§ **Tugas Latihan**
Hitung berapa baris dalam entri di bawah yang memuat kata "bottle" dengan memperhatikan huruf besar dan kecil, lalu tuliskan angkanya saja.

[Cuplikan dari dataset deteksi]
○ ○ ○ ○ ○

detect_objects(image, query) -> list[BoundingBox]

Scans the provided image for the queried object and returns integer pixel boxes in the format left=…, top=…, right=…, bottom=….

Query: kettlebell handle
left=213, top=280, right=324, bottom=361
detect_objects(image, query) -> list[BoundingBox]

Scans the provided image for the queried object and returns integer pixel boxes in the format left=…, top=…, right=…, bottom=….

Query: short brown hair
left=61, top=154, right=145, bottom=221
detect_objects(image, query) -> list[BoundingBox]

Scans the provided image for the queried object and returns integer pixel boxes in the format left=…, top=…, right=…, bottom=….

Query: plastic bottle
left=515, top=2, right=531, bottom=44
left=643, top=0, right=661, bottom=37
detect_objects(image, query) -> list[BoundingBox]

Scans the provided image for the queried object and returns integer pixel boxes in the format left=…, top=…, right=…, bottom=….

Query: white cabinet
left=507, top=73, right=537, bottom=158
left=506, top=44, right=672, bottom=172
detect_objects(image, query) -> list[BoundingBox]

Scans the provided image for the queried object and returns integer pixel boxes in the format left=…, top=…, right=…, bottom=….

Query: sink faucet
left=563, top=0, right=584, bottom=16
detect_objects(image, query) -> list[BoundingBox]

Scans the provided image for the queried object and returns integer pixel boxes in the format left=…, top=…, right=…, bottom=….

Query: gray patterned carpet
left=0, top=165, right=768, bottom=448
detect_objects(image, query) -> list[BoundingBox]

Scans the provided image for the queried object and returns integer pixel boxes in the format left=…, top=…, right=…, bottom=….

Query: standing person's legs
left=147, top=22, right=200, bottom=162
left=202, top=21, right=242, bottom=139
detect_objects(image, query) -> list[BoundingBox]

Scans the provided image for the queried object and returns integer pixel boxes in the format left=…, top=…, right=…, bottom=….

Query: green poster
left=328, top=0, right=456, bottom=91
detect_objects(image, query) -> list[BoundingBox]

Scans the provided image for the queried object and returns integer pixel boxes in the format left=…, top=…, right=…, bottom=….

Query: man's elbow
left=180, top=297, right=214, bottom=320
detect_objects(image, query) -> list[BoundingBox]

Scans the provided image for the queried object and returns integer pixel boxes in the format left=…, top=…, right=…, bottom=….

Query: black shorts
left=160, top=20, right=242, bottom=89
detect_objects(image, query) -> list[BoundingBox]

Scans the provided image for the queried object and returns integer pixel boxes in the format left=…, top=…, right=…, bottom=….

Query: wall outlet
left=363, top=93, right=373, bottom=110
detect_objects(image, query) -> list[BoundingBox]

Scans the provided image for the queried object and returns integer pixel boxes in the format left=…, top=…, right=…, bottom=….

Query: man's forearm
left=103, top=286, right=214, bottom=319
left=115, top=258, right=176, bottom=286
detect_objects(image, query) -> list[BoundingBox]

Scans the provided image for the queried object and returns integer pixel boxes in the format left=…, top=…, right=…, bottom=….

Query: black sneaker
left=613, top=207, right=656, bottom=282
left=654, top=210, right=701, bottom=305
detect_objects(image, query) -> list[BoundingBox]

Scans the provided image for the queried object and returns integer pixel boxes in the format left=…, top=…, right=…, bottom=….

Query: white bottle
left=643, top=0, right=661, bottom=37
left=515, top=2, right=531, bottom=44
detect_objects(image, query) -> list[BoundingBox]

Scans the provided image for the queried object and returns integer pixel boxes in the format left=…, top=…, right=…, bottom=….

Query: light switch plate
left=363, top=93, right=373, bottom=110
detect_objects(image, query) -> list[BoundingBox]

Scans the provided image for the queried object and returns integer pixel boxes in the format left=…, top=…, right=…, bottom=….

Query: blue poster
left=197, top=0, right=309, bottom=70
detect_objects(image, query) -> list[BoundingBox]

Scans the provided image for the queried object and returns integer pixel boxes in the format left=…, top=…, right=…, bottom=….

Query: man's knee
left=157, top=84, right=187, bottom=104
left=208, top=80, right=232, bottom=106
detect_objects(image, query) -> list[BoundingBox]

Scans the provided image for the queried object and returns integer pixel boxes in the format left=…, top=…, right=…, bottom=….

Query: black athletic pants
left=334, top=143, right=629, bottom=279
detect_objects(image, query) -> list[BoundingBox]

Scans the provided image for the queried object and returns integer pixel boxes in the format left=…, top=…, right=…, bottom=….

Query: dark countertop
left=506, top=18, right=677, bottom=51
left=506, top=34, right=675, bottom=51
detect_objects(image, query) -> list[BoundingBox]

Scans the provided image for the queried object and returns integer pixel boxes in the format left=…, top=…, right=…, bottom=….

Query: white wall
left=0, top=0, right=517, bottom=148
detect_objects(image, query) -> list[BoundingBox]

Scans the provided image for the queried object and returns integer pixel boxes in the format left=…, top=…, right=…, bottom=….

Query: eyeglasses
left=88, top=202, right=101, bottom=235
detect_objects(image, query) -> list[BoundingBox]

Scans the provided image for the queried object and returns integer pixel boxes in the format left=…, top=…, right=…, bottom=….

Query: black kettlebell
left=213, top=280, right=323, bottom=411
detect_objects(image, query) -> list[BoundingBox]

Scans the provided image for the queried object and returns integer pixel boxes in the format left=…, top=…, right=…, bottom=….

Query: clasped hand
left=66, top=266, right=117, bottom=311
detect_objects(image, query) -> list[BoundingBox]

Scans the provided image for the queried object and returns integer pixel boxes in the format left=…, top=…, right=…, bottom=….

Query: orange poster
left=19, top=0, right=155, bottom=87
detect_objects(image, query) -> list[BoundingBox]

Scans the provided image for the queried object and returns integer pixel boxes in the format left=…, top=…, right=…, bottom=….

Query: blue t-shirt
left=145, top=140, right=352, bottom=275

○ ○ ○ ○ ○

§ **Jawaban Tugas**
2